Extract to read:
[Start of section]
Because we can treat this data as coming from a single source, we might write the equation for it as; $$\mathbf{y} = s(\mathbf{t})\cdot a(\mathbf{t})$$
Where $s$ is some unknown function for systematics over time, and $a$ is some unknown function for astrophysics over time. If we take the logarithm of this we get;
$$ \log_{10}(\mathbf{y}) = \log_{10}(s(\mathbf{t})) + \log_{10}(a(\mathbf{t})) $$This is now an additive model!
We don't know functional forms for either $s$ or $a$, and we don't know the functional forms in log space, but as before we can design flexible models to capture the variability.
linear_space_w = np.linalg.solve(A.T.dot(A), A.T.dot(y))
log_space_w = np.linalg.solve(A.T.dot(A), A.T.dot(np.log10(y)))
fig, ax = plt.subplots()
ax.hist(y - A.dot(linear_space_w), np.linspace(-0.003, 0.002, 100), label='Linear Space', color='grey')
ax.hist(y - 10**A.dot(log_space_w), np.linspace(-0.003, 0.002, 100), label='Log Space', color='red', alpha=0.5)
ax.set(xlabel='Time [days]', ylabel='Flux', title='K2-18', xlim=(-0.002, 0.002))
ax.legend();
You can see in this instance this doesn't make a great deal of difference, because our initial assumption is good.
Watch out for a gotcha...¶
This only works because there is one source in the equation. If we instead had this:
$$\mathbf{y} = s(\mathbf{t})\cdot a_1(\mathbf{t}) + s(\mathbf{t})\cdot a_2(\mathbf{t}) + s(\mathbf{t})\cdot a_3(\mathbf{t}) ...$$we can no longer take the logarithm to split each part.
[End of section]
Collected material:
[Start of section]
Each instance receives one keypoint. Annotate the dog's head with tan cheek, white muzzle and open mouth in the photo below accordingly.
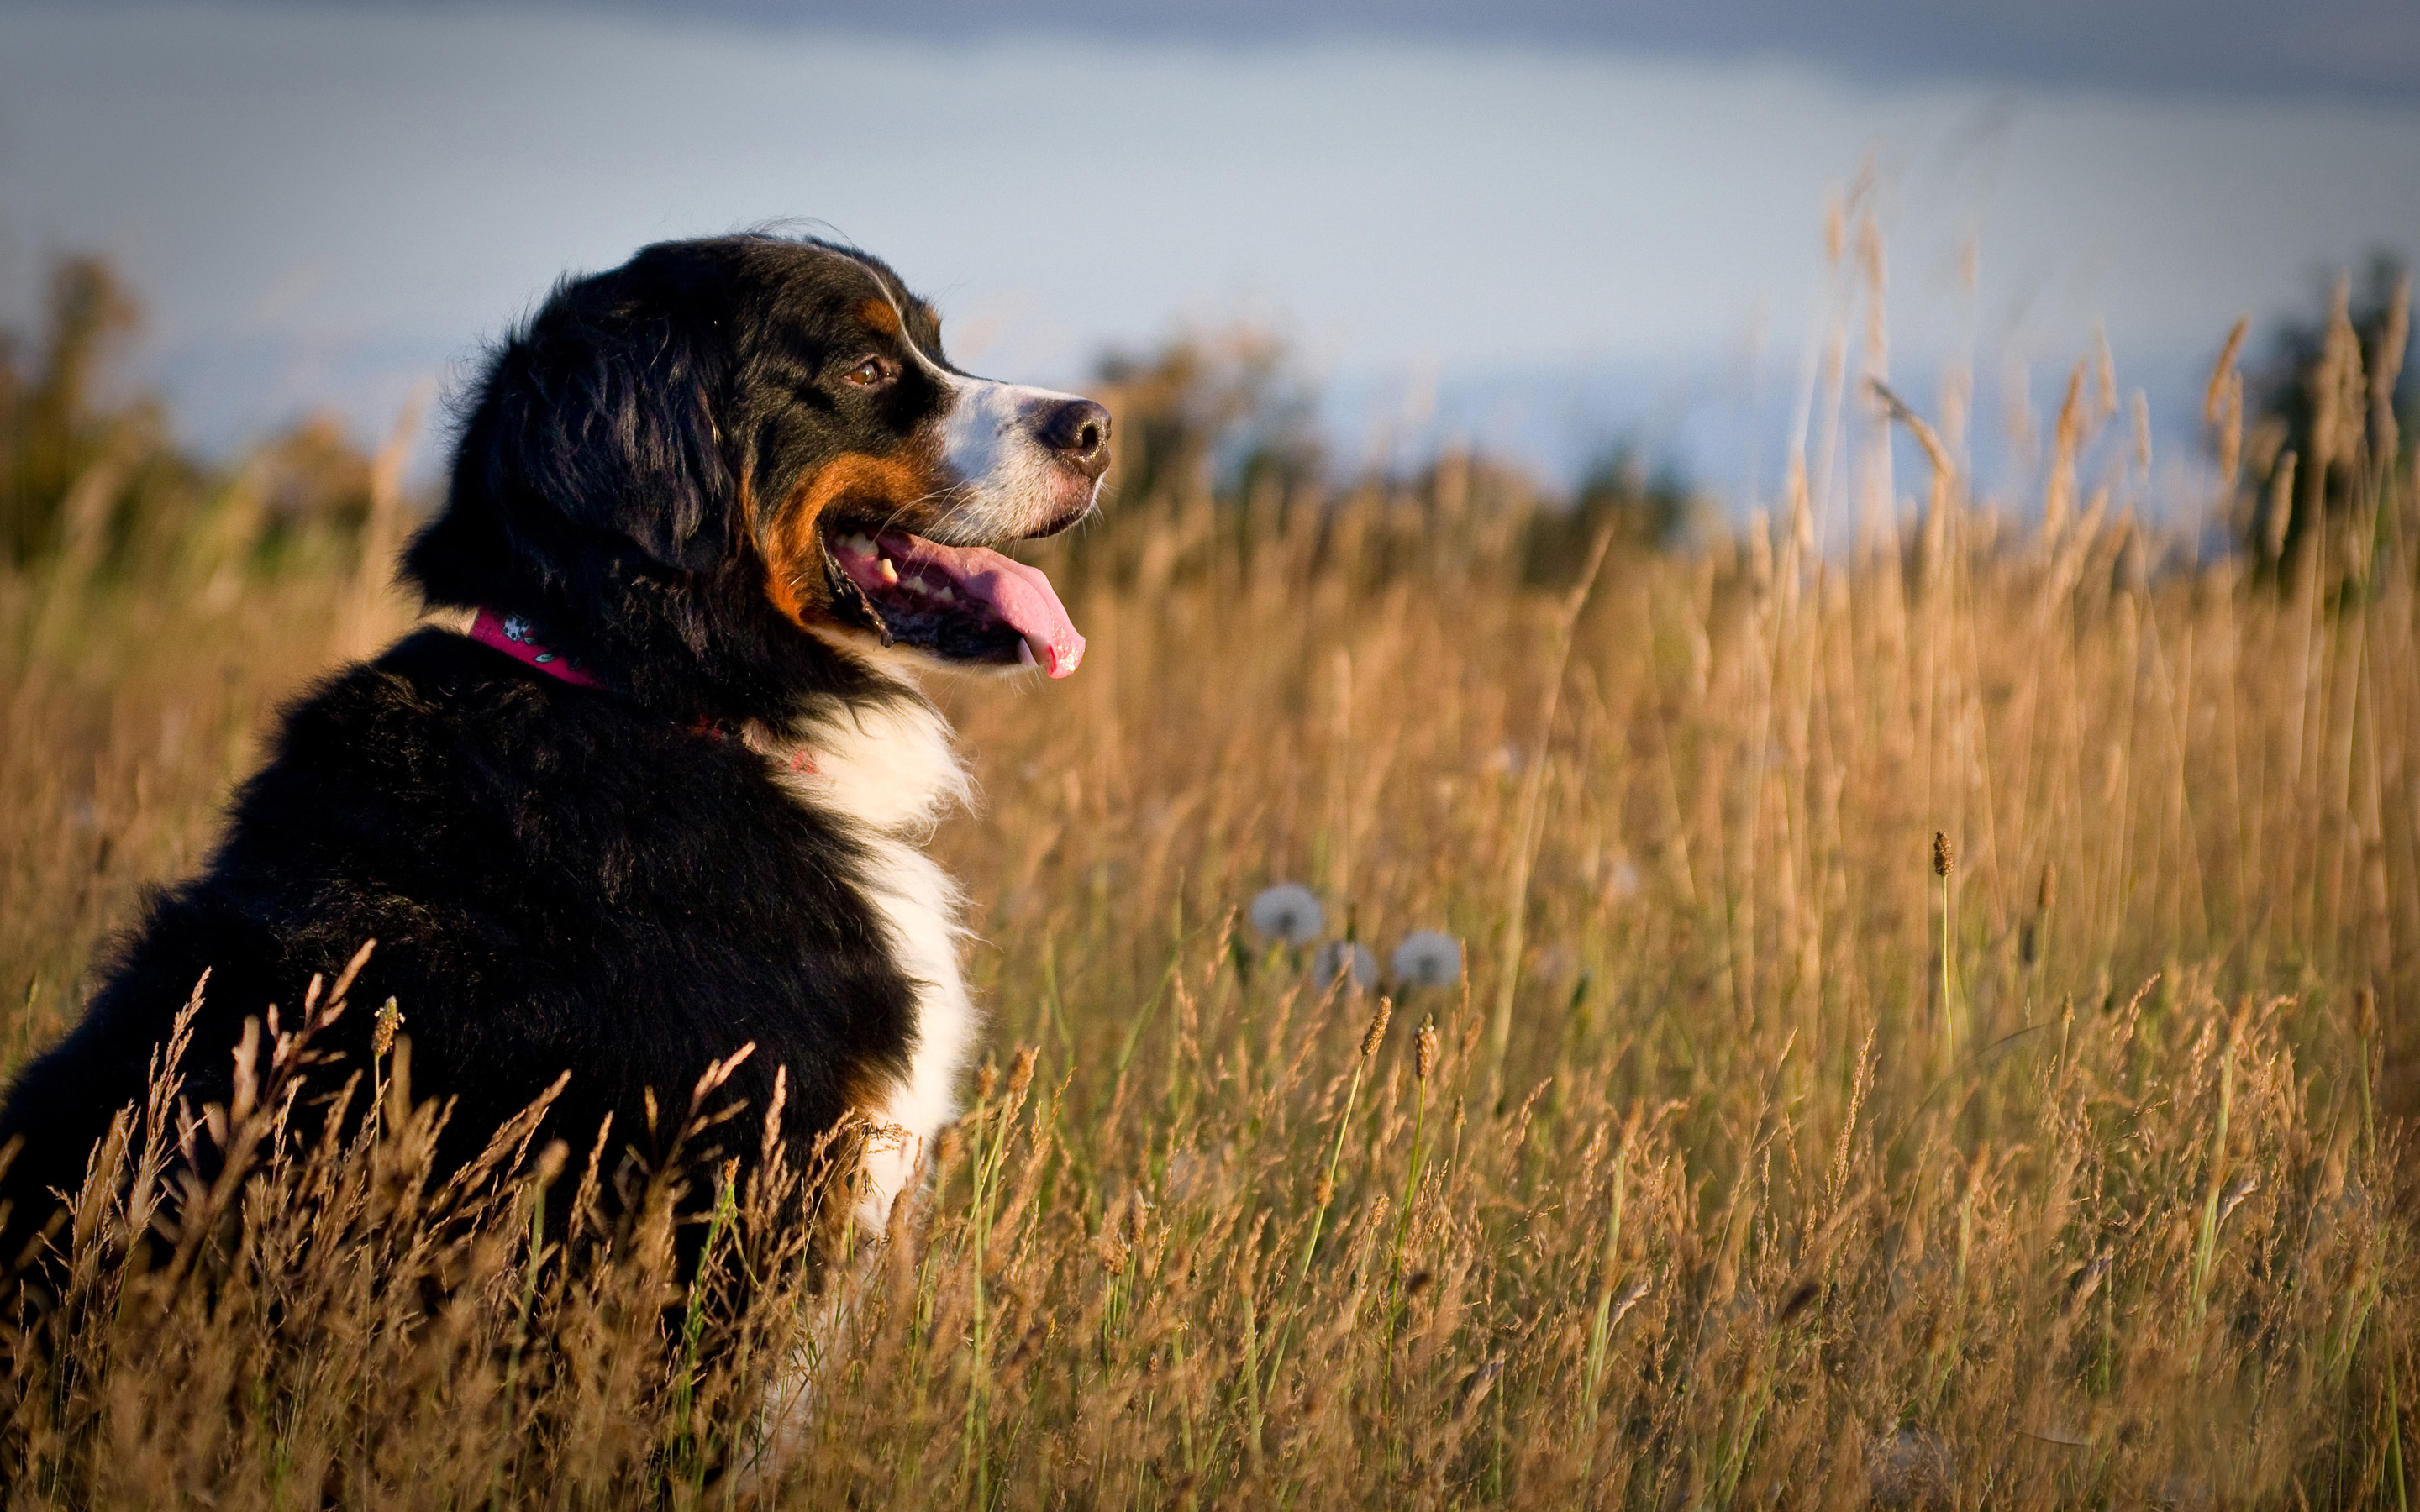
(759, 439)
[End of section]
Carry on the walkthrough on modeling multiplicative systematics in log space, starting right after its final sentence.

Task response:
Adding noise to the model¶
Noise is important in our applications. Sometimes I have measurements of stellar flux from different telescopes, or different times and I know they have different noise properties. Sometimes I have spectra that are noisier at particular wavelengths. It's important to be able to fold that information into our model. Let's start down this path.
Let's make our dataset again, but this time, let's add some noisier data. This might happen because of some measurement error.
n = 20 # the number of data points
m = 4 # the order of our polynomial
x = np.linspace(-1, 1, n)
A = np.vstack([x**idx for idx in range(m)]).T
# In this step, I'm going to make some fake data for us to fit
true_w = np.random.normal(size=m)
data = A.dot(true_w) + np.random.normal(0, 0.1, size=x.shape[0])
error = np.ones(x.shape[0]) * 0.1
bad_idx = np.random.choice(np.arange(n), 1)
data[bad_idx] += np.random.normal(0, 5, size=1)
error[bad_idx] += 5
fig, ax = plt.subplots()
plt.errorbar(x, data, error, c='k', ls='')
ax.set(xlabel='x', ylabel='data', title='Fake Data');
Note: In this scenario, you know the noise for each data point. And you know the errors on those outlier datapoints. We'll touch on this again soon.
If we use OLS regression, which doesn't take into account these measurement errors, we're now going to get the wrong answer.
fig, ax = plt.subplots()
ax.errorbar(x, data, error, ls='', c='k', label='measured data')
ax.set(xlabel='x', ylabel='data')
best_fitting_w = np.linalg.solve(A.T.dot(A), A.T.dot(data))
# Best fitting weights:
plt.plot(x, A.dot(best_fitting_w), color='C2', label='Best Fitting Model', lw=2, zorder=-1)
plt.legend();
In the above example, we have a dataset with lots of well estimated datapoints (small errors) and one large outlier with a huge uncertainty. That one outlier (which we know to have a larger uncertainty) is pulling our solution to one side, because all the points have equal weights.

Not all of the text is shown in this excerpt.